**The problem**. Quote every line below exactly as it reads.
☆ ☆ ☆
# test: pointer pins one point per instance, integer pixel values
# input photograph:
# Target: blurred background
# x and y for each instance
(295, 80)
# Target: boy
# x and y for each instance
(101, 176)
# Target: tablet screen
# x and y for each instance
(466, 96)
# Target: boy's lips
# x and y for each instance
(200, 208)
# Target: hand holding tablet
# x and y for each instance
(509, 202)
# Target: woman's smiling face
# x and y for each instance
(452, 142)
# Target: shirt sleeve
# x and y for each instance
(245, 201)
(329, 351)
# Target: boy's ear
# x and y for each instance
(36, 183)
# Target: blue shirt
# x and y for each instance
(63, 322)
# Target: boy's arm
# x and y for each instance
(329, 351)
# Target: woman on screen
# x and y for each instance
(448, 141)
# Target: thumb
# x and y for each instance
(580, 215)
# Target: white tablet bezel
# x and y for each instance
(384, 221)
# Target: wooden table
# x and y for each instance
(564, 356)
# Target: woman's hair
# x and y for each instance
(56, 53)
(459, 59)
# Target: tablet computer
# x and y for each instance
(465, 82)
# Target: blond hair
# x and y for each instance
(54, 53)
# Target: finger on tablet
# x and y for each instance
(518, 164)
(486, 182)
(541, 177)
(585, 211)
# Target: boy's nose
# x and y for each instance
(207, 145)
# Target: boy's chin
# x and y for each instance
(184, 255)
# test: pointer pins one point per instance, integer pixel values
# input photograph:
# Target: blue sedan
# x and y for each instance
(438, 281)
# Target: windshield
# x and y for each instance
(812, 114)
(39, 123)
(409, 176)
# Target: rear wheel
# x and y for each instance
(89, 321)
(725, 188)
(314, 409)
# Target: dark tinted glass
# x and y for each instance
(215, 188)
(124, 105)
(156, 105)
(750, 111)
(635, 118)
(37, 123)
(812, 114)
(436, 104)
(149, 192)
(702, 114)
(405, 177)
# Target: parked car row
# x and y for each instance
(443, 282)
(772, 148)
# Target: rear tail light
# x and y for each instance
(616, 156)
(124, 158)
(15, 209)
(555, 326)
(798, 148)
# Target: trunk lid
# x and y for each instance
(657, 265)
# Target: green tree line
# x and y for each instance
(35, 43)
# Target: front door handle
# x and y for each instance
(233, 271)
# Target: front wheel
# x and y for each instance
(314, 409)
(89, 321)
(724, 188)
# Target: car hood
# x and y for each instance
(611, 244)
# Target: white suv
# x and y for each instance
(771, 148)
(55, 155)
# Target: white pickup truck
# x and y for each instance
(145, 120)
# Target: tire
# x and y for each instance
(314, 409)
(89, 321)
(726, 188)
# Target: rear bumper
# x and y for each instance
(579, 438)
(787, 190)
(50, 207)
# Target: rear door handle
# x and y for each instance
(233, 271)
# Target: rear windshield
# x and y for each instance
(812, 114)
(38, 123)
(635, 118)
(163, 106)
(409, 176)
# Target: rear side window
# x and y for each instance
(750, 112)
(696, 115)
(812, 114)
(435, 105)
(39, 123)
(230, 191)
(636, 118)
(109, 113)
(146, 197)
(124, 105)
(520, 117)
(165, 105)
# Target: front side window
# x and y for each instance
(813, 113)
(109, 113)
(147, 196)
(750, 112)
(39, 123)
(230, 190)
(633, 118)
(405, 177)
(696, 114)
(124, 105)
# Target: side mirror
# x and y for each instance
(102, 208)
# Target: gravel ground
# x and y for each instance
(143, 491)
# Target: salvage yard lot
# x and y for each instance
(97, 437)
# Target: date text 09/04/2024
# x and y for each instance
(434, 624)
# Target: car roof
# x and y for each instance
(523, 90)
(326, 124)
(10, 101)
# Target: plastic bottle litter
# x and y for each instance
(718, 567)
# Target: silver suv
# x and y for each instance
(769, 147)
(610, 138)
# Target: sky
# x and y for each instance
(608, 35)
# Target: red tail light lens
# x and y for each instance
☆ ☆ ☆
**Exercise output**.
# test: pointer pins one point per instance, integer pixel values
# input photograph:
# Target: blurred background
# x and y for each instance
(295, 80)
# Target: boy
# x and y for each instance
(101, 176)
# Target: tablet screen
# x and y for each instance
(466, 96)
# Target: boy's lips
# x and y for each instance
(200, 208)
# Target: hand holding tablet
# x and y for each instance
(509, 202)
# Target: woman's smiling face
# x and y for each instance
(452, 142)
# Target: shirt sleeve
# x and y for each instance
(245, 201)
(329, 351)
# Target: boy's ear
# x and y for each instance
(36, 183)
# Target: blue shirt
# x and y for each instance
(63, 322)
# Target: boy's arm
# x and y for each instance
(329, 351)
# Target: woman on screen
# x and y for each instance
(448, 141)
# Target: thumb
# x and y for each instance
(580, 215)
# Target: white tablet bezel
# x and y for each instance
(384, 221)
# Target: wooden table
# x and y for each instance
(564, 356)
# Target: woman's hair
# x and y for each instance
(56, 53)
(459, 59)
# Target: tablet computer
# x and y for each instance
(465, 82)
# Target: blond hair
# x and y for each instance
(54, 53)
# Target: finger on tablet
# x and y for each instance
(518, 164)
(486, 182)
(541, 177)
(585, 211)
# Target: boy's nose
# x and y for each instance
(207, 145)
# Target: boy's chin
# x and y for each instance
(184, 255)
# test: pointer pins one point per instance, integer pixel values
# input photograph:
# Target: blue sedan
# x and y for each instance
(438, 281)
# Target: windshield
# x and y for each instance
(812, 114)
(39, 123)
(409, 176)
# Target: rear wheel
# x and y for each instance
(89, 321)
(725, 188)
(314, 409)
# Target: dark tinted glass
# x and y for each instance
(215, 188)
(124, 105)
(156, 105)
(750, 111)
(635, 118)
(37, 123)
(812, 114)
(436, 104)
(149, 192)
(702, 114)
(405, 177)
# Target: parked car row
# x and y for each instance
(443, 282)
(772, 148)
# Target: rear tail light
# x and y for each instance
(616, 156)
(124, 158)
(15, 209)
(555, 326)
(798, 148)
# Target: trunk lid
# x and y for each instance
(657, 265)
# Target: green tree line
# x and y for each instance
(35, 43)
# Target: front door handle
# x and y for each instance
(233, 271)
# Target: front wheel
# x and y for each instance
(314, 409)
(89, 321)
(724, 188)
# Target: car hood
# x and y for each instance
(611, 244)
# Target: white suv
# x and y for each instance
(771, 148)
(55, 155)
# Target: white pickup truck
# x and y for each instance
(145, 120)
# Target: tire
# x and y for each instance
(314, 409)
(89, 321)
(726, 188)
# Target: rear bumper
# x and y for each instance
(579, 438)
(787, 190)
(50, 207)
# Target: rear door handle
# x and y for each instance
(233, 271)
# Target: rear windshield
# x and y for each instance
(812, 114)
(38, 123)
(635, 118)
(163, 106)
(409, 176)
# Target: rear side window
# x and y for each instance
(750, 112)
(696, 115)
(812, 114)
(435, 105)
(39, 123)
(230, 191)
(636, 118)
(109, 113)
(146, 197)
(124, 105)
(520, 117)
(165, 105)
# Target: front side window
# x and y for each instance
(813, 113)
(109, 113)
(147, 196)
(750, 112)
(39, 123)
(230, 190)
(633, 118)
(405, 177)
(696, 114)
(124, 105)
# Target: side mirror
# x and y for each instance
(102, 208)
# Target: gravel ground
# x and y for each instance
(143, 491)
# Target: salvage yard lot
# x and y for each instance
(97, 437)
# Target: date text 09/04/2024
# x and y for each instance
(434, 624)
# Target: car roof
# x and y for each instance
(523, 90)
(326, 124)
(10, 101)
# Target: plastic bottle litter
# x and y for each instance
(718, 567)
# Target: silver suv
# x and y for each instance
(769, 147)
(610, 138)
# Target: sky
# x and y for each instance
(608, 35)
# Target: red tail light lens
# x and y for each instance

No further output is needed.